*Tasks and exercises*:
- a) In the comic recap, where does Diana travel to ask for a boon?
- b) List every place name mentioned in the comic recap.
- c) Carry the comic recap forward from its last sentence, in the same joking voice.

Hermes assures Diana that they’ll find baby Zeke, and she reminds him that they’re looking for Zola, too. They zap back on over to Diana’s flat in London, where Hera is sitting on the floor in a corner of the living room that’s been conspicuously left empty… for Drama.
Hera tells them that she’s afraid to leave, afraid of being alone, afraid to die, and that she doesn’t know who to pray to. Diana picks her up and tells her to pray to the only person she can count on to actually help her; herself. Hera doubts herself and Diana realises that they’re going to need some help…
Cut to Provence, where Zola is déjeuner-ing with Dio. Zola is more than open to learning to live with the finer things, and Dio welcomes some guests after remarking that she reminds him of someone.
They’re going to go hunting for truffles. Or is that “truffles?” I dunno.
Somewhere over the Alps, Cassandra and her hoverthingy full of goons are still tracking the First Born. <- And I wrote that line before actually reading the page.
Despite her just having said to not go to Provence and that they need to get to Olympus instead, she redirects them towards the south of France when an energy similar to Dionysus’ shows up in London, and then another like it in Provence.
Diana travels to Siberia with a cape on and no pants to combat the cold and ask Snape’s patronus for a boon.
Apparently, this broad is the Moon. And apparently, the Moon is an excellent hunter. And, I guess, Strife made it so that the gods can’t find baby Zeke.
And then this shit happens.
Diana is beaten by the Moon bear. She submits, despite the Moon telling her that she must agree to a wish of the Moon’s which she will only know when the Moon decides to tell her…
Back on Olympus, Apollo is now using all of his glowy sun powers to give the First Born a helluva shvitz, pouring out water right in front of his face and being a huge dickbag even as he monologues on just how much it pains him to do this to his brother, blah, blah, blah, and how if he just swears allegiance, this shit will all be over with and they can play catch and bake cupcakes and shit. But then…
Now, back in the south of France for the last scene, where Dio’s guests are too hot on their truffle hunt and are drunk and starting to strip.
And then THIS happens.
Zola, thank goodness, has the presence of mind to bolt (because, really, wouldn’t you?). Dio, however, almost seems shocked that she’d just up and ditch him. I mean, it’s not like she knew any of these people who’ve just been painfully and graphically transformed into pigs! And, actually, Dio looks more than a little concerned for her.

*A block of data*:

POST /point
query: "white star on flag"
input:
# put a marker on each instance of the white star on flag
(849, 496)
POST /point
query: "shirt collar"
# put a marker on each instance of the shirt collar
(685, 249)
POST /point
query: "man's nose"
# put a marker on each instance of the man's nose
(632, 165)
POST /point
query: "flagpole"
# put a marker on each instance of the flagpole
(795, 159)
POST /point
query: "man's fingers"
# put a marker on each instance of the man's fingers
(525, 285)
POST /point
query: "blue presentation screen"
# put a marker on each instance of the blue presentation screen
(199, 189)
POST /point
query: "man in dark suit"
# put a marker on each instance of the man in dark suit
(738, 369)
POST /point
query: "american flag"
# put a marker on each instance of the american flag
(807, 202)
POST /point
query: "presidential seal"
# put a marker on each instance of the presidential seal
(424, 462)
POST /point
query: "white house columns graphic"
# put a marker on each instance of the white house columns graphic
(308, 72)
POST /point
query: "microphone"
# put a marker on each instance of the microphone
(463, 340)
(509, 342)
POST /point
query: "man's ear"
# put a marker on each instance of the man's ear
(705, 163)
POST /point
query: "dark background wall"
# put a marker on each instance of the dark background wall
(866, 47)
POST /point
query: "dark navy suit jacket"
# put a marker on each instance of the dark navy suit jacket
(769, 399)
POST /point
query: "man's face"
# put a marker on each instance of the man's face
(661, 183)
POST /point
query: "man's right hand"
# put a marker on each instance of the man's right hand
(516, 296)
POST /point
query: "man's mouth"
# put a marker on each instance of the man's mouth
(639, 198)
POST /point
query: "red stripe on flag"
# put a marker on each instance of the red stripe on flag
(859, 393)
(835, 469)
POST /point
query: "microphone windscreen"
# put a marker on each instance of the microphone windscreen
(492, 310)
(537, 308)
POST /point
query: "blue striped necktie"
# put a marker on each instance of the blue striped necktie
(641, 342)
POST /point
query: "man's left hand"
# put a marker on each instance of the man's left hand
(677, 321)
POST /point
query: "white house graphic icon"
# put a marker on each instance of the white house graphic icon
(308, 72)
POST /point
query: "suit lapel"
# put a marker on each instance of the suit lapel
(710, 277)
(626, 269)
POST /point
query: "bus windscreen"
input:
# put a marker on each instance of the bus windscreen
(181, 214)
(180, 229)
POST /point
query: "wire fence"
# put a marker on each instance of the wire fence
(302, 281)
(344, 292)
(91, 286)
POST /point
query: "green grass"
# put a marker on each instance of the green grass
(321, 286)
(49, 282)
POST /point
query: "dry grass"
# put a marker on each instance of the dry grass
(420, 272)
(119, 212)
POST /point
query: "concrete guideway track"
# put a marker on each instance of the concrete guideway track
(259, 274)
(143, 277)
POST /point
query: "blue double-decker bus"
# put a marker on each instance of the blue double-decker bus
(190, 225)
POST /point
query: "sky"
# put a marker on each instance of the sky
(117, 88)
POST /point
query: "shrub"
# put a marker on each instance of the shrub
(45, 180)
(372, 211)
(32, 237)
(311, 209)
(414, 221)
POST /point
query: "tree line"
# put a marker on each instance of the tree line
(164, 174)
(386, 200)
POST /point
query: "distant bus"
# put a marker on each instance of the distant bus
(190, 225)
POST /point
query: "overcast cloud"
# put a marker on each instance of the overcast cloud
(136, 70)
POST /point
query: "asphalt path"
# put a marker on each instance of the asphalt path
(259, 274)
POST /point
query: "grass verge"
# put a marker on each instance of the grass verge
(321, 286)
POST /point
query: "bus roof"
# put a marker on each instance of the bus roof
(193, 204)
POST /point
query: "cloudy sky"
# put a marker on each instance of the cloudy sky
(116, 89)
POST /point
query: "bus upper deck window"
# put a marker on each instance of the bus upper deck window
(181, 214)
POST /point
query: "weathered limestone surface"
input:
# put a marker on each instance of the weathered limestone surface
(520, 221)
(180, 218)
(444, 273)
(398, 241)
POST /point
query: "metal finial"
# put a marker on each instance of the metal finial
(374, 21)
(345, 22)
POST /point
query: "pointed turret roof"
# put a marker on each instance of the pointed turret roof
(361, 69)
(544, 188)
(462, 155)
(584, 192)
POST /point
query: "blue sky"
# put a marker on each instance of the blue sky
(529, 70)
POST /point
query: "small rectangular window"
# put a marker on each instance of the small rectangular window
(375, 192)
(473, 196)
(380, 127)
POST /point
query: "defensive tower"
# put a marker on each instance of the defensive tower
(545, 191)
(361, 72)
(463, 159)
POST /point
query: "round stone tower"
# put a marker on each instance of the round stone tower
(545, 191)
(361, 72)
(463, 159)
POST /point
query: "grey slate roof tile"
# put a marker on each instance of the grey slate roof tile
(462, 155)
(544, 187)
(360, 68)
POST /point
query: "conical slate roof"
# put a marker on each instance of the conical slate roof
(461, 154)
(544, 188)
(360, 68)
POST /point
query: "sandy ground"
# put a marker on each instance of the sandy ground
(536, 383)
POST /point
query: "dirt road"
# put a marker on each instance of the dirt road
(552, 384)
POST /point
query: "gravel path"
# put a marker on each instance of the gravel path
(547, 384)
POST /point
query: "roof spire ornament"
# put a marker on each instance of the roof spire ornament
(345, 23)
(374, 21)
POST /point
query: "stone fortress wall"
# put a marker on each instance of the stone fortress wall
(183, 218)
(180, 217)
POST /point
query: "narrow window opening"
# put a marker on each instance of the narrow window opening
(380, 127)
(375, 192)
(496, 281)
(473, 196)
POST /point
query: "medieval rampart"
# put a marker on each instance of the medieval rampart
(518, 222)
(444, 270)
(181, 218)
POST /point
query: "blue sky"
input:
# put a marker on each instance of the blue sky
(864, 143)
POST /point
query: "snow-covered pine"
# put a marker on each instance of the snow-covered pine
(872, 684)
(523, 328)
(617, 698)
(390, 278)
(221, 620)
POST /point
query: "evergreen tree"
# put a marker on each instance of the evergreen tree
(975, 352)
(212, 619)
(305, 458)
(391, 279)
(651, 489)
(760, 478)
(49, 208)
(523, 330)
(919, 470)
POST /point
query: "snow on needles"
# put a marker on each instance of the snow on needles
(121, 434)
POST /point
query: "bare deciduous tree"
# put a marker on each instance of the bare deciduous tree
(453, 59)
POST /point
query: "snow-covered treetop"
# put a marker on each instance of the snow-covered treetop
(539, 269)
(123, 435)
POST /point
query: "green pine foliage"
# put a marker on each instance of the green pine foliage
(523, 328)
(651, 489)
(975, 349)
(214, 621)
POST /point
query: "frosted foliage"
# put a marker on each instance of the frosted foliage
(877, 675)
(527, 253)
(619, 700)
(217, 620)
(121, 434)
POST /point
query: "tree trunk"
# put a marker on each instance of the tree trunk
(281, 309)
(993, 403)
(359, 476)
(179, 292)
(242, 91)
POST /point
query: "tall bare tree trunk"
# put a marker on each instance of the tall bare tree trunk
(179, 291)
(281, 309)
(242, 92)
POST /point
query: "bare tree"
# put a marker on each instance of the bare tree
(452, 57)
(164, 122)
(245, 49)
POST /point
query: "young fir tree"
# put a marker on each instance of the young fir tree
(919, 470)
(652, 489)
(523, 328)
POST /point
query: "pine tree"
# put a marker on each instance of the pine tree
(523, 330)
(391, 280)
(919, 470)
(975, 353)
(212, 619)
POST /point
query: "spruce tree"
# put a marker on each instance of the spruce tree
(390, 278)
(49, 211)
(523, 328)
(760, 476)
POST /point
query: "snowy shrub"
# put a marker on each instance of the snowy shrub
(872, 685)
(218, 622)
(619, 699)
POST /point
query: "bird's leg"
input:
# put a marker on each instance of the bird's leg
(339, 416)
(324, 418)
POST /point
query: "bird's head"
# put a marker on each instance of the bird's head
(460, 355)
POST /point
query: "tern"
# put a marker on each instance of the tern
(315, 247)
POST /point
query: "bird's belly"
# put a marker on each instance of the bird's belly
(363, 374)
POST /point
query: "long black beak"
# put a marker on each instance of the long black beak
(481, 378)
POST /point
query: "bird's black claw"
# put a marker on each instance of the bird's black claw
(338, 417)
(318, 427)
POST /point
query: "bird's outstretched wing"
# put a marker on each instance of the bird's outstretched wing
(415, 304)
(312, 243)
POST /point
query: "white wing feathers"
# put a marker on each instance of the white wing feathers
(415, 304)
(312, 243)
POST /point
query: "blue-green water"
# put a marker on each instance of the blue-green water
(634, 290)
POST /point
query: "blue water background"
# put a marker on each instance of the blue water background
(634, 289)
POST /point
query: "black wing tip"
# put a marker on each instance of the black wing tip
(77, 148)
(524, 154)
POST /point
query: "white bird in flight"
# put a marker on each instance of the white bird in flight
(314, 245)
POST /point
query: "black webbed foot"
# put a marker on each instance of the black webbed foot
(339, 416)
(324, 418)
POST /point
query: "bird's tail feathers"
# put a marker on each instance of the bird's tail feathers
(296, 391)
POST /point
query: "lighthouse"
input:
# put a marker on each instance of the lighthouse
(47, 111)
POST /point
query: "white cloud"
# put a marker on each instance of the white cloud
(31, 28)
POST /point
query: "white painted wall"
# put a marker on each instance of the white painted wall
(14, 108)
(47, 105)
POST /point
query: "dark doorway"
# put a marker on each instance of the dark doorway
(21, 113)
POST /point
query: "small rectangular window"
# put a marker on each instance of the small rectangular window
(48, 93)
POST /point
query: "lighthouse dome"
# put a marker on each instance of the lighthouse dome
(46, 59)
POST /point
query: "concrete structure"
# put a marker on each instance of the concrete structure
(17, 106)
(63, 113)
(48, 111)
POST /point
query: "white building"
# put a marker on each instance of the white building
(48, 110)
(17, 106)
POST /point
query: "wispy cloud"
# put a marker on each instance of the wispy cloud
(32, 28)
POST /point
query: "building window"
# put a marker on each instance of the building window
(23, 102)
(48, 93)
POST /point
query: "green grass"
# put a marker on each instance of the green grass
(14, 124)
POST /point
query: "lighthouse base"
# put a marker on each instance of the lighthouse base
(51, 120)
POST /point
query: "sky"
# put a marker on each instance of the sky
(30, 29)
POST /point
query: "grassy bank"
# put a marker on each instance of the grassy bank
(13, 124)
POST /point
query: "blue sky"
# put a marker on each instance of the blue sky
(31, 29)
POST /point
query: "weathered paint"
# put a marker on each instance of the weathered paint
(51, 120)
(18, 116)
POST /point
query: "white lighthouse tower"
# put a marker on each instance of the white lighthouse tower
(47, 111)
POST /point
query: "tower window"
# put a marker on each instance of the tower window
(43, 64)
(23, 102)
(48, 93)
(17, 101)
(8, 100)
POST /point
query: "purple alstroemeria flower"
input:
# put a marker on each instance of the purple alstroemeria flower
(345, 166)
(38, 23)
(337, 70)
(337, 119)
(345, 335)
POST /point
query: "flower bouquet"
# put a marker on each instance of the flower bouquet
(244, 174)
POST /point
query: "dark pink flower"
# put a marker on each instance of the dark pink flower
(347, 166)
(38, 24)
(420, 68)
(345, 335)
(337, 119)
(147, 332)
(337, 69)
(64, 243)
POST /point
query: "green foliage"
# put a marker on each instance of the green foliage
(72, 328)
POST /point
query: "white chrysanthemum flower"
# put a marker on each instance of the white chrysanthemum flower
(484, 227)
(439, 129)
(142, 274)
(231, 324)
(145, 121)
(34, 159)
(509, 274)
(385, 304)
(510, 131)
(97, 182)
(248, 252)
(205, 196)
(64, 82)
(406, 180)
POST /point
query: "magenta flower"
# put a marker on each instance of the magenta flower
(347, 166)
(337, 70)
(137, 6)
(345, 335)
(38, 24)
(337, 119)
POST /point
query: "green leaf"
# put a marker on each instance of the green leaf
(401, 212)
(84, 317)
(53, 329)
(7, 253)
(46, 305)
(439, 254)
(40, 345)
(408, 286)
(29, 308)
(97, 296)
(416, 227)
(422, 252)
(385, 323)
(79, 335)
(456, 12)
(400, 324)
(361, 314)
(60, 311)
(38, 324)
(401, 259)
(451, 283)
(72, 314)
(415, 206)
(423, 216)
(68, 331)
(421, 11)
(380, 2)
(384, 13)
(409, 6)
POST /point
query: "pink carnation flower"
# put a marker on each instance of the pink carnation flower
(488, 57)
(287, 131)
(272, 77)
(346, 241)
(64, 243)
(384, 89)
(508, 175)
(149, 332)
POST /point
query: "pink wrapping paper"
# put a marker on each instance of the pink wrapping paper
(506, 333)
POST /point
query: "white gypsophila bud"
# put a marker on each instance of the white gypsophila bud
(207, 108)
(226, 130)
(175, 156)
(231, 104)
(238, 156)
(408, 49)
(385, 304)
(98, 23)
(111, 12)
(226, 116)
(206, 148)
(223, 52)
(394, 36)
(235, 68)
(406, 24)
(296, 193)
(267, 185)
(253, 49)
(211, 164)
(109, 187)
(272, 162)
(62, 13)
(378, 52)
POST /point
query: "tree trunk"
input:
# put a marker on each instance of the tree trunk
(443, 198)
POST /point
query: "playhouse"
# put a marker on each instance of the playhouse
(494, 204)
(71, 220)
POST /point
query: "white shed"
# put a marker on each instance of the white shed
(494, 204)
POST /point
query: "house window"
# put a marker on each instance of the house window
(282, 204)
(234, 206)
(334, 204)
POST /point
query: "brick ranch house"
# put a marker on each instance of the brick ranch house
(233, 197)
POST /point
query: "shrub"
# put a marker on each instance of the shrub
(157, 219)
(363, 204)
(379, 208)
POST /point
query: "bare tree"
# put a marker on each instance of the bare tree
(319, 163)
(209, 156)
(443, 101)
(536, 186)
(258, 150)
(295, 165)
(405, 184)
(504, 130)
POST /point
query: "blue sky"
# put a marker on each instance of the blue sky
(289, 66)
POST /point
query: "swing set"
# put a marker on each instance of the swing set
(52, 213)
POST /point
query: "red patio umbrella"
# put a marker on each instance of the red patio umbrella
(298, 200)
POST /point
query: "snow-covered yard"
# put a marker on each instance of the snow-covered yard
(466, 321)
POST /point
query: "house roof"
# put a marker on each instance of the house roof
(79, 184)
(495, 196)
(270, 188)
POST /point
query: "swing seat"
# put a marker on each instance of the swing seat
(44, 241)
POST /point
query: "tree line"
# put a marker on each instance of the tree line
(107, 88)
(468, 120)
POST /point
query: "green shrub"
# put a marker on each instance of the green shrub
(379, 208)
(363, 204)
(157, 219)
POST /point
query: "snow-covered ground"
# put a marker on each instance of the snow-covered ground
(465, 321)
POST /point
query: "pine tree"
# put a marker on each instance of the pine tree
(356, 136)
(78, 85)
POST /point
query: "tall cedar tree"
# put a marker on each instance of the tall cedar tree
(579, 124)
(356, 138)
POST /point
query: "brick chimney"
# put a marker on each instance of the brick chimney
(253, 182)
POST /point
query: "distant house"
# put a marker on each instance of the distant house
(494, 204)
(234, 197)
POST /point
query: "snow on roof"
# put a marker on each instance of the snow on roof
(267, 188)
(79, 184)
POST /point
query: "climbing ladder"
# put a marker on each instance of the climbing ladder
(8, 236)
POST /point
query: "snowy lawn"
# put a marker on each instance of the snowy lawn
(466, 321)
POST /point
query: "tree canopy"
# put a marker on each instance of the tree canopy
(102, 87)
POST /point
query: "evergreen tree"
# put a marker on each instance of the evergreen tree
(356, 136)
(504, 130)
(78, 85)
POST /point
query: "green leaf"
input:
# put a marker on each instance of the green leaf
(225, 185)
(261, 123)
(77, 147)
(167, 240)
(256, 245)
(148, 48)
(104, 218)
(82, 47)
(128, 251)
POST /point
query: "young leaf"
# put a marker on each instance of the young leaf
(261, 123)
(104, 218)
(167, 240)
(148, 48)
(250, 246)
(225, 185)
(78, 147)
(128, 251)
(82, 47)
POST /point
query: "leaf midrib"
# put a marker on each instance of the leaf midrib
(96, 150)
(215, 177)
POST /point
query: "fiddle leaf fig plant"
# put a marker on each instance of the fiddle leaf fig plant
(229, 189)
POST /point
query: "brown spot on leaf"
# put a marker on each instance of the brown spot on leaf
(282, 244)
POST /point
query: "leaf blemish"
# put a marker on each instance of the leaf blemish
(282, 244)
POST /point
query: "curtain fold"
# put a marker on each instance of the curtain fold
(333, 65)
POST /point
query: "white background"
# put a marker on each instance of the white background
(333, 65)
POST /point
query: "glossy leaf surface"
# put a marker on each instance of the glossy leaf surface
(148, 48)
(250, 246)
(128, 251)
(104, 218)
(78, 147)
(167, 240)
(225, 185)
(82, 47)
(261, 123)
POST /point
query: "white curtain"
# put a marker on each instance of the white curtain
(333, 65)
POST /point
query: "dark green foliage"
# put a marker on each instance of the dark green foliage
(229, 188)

*Solved problems*:
- a) Siberia.

- b) London, Provence, the Alps, France, Siberia, Olympus

- c)
But she bolts anyways and comes out of the brush just in time to see Cassandra’s hoverthingy landing and her disembarking with her secret weapon…
An S&M MINOTAUR!!!
(Who needs a wax.)
I feel like I should mention… I’m actually of Greek heritage. I know my mythology. And, in the case of this comic, and specifically in trying to enjoy this comic… That’s not necessarily a good thing. So, this whole thing with the Greek gods playing a major role in Wonder Woman’s story, and her being just another bastard child of Zeus… I’m very much mixed about it. On the one hand, it’s cool to see her heritage and the wealth of mythology being used. On the other, like, five hands, though, we have a Wonder Woman whose origin has been rewritten to make her fundamentally less feminist by virtue of her creation now being dependent on a man, misrepresentations of numerous ancient Greek dieties, shit that don’t make no sense with respect to their characters, the fact that they roam the earth but are either completely ineffectual or invisible or some shit, the fact that it’s getting old, and then… Shit. I forget what the fifth thing was. But, really. I’m just not feeling it.
I love Cliff Chang’s artwork. It’s very clean and very cool. You can always tell every character apart perfectly, and, yeah, they are all designed significantly different, fine. But Diana is drawn like… Like a real person! She’s not a stick-thin bitch. She’s not super bulky. She’s thick. Athletic. Realistic.
And I appreciate that.
Brian Azzarello’s writing, though… I liked him better on Batman.
Bring back Gail Simone!
Or at least someone who writes Diana better. Hell, Peter David does excellent writing for strong women, and he’s always working in weird mystic shit into his story arcs. Let’s fix that broken bridge!
And let’s wrap this shit up already. I don’t think that this is a good enough story to have been following Zola since the first fucking issue. Or, go back and do something more with that whole “Wonder Woman is now the goddess of War” thing. That could actually be interesting!
I guess I should be happy that she’s not handled as poorly as she is in Superman/Wonder Woman.